══ Text excerpt ══

While President Obama proposes billions more dollars to “boost small business,” including some provisions that ostensibly might also help our boating industry, his administration at EPA is poised to issue troublesome edicts affecting all boating and fishing interests on two fronts.

• Issue 1: The Environmental Protection Agency has been petitioned by the Center for Biological Diversity, an environmental group, to ban all lead from fishing jigs, sinkers, fly line, ballasted lures, spinners and all terminal tackle that contains lead. Moreover, the deadline for comments is just seven days away — next Wednesday, Sept. 15.

“A sudden ban on lead fishing products can only be called extremism,” says Phil Keeter, president of the Marine Retailers Association of America, who is calling on all MRAA members to submit a comment calling on the EPA to deny this petition. The petitioners say they want to reduce bird deaths caused by ingesting lead tackle. But U.S. Fish and Wildlife Service studies have found less than 1 percent of all waterfowl are killed by lead sinker ingestion.

═══
══ Collected material ══

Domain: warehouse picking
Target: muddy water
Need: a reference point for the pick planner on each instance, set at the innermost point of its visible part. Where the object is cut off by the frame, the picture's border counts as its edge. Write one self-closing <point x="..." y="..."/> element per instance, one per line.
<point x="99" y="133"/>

═══

*Problem*. According to the EPA lead petition excerpt, what share of all waterfowl did U.S. Fish and Wildlife Service studies find are killed by lead sinker ingestion? Answer using only the EPA lead petition excerpt.

*Task answer*. Less than 1 percent.